SOURCE TEXT:
- - - - -

My other grandfather, Anthony Wayne Webner, was born on March 31. Oddly, one of my grandfathers was born on March 1 and the other on March 31.
I am embarrassed to admit that I don’t know nearly as much about Grampa Webner as I should, probably because he died of lung cancer when I was young. As a kid, I thought the most interesting thing about him was that he was a painter. He painted landscapes, and portraits, and a kind of abstract depiction of piano keys in a blue swirling mist that he called “Rhapsody in Blue.” He set up an easel on their screened-in porch and painted out there while chain-smoking unfiltered Camel cigarettes. The porch was a neat place to visit because it had lots of odd objects — a palette that he would let you pick up if you were careful, rolled up tubes of oil paint, a collection of pipes (which he also smoked) and a big ashtray with a knob in the middle that he used to knock the ash out of a pipe, a neat wooden Indian, pieces of driftwood, and other bric-a-brac that he used to make up still life scenes.

- - - - -

DATASET:
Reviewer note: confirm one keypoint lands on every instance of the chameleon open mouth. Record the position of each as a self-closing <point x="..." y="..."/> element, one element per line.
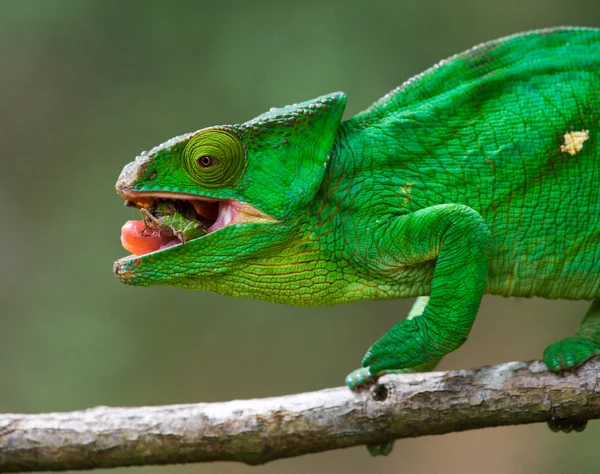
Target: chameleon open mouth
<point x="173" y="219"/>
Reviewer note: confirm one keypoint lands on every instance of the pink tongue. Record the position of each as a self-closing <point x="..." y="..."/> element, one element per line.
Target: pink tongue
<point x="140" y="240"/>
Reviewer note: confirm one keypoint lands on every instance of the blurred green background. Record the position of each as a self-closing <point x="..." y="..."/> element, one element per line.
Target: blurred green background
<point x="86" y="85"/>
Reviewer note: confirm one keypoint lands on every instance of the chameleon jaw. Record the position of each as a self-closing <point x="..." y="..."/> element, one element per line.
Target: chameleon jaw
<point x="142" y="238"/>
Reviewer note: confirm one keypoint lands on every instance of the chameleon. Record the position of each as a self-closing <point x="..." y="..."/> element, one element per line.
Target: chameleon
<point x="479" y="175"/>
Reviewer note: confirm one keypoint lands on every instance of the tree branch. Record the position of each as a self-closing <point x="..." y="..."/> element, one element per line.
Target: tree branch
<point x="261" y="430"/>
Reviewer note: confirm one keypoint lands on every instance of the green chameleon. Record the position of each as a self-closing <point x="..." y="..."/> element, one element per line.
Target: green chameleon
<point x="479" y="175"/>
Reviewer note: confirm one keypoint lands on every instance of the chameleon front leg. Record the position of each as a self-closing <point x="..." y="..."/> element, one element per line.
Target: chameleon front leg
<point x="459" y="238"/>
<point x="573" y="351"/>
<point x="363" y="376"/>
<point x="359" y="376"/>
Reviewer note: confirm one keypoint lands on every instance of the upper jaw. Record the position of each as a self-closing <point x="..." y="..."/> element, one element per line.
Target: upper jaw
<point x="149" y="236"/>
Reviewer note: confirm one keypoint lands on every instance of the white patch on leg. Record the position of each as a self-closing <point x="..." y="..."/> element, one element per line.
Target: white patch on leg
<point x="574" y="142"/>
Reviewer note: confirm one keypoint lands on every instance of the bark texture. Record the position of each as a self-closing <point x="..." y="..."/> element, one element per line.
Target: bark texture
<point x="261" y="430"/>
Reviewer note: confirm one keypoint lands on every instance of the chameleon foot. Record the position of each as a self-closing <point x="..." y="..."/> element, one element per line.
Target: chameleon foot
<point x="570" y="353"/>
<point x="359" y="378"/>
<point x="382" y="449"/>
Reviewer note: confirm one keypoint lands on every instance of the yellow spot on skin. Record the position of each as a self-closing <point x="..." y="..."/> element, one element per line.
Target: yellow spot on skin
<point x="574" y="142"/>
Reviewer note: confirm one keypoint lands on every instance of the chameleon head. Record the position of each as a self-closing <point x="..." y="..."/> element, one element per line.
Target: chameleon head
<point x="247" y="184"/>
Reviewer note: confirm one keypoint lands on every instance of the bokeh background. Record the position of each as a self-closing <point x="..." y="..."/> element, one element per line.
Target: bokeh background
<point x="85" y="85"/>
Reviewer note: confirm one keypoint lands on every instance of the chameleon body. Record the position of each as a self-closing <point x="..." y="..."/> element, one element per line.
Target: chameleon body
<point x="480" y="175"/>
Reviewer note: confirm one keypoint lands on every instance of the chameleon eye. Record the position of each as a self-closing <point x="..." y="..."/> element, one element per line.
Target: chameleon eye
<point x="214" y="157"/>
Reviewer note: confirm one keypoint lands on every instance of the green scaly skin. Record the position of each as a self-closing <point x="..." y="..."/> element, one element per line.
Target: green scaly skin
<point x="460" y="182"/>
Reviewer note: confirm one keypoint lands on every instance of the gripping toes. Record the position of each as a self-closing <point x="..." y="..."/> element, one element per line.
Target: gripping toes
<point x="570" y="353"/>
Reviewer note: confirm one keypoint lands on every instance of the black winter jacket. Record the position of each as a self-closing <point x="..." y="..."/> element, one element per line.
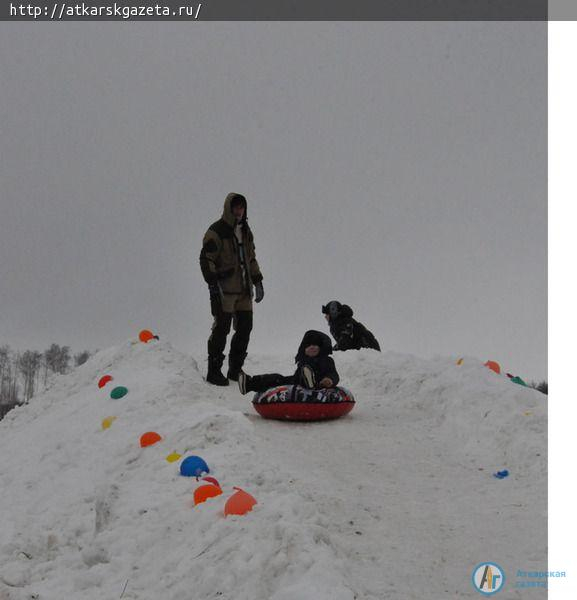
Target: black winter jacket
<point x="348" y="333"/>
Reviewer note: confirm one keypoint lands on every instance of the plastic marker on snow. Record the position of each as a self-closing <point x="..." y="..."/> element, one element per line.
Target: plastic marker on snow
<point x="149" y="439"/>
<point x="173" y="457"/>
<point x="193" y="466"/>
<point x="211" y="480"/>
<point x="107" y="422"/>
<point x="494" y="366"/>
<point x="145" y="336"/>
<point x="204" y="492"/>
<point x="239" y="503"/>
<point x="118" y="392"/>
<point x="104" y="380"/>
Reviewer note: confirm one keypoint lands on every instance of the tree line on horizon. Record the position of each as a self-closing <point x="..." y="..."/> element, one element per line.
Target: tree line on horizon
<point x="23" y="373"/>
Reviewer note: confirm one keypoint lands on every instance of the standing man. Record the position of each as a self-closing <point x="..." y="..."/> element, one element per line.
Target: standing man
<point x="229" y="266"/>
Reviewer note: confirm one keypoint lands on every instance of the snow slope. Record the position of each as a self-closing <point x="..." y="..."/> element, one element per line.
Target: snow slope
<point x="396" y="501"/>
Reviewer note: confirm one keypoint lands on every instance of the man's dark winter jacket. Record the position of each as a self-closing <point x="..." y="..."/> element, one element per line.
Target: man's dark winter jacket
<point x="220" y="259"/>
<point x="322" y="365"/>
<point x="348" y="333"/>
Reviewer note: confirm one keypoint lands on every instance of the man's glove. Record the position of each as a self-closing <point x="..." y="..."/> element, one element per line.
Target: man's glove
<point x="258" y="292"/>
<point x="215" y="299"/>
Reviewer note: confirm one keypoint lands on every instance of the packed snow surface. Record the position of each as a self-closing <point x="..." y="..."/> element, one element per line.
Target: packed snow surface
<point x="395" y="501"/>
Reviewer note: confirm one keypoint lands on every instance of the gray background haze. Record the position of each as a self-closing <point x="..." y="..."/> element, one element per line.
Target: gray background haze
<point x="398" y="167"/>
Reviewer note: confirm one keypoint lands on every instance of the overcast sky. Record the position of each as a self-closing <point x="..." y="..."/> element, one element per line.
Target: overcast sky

- - - - -

TASKS TO COMPLETE:
a) In the passage about Grampa Webner, what did he call his abstract painting of piano keys in a blue swirling mist?
b) In the passage about Grampa Webner, switch "porch" to "veranda" throughout the stretch from "I am embarrassed" through "still life scenes.".
Rely only on the passage about Grampa Webner.

RESPONSES TO THE TASKS:
a) He called it "Rhapsody in Blue."

b)
I am embarrassed to admit that I don’t know nearly as much about Grampa Webner as I should, probably because he died of lung cancer when I was young. As a kid, I thought the most interesting thing about him was that he was a painter. He painted landscapes, and portraits, and a kind of abstract depiction of piano keys in a blue swirling mist that he called “Rhapsody in Blue.” He set up an easel on their screened-in veranda and painted out there while chain-smoking unfiltered Camel cigarettes. The veranda was a neat place to visit because it had lots of odd objects — a palette that he would let you pick up if you were careful, rolled up tubes of oil paint, a collection of pipes (which he also smoked) and a big ashtray with a knob in the middle that he used to knock the ash out of a pipe, a neat wooden Indian, pieces of driftwood, and other bric-a-brac that he used to make up still life scenes.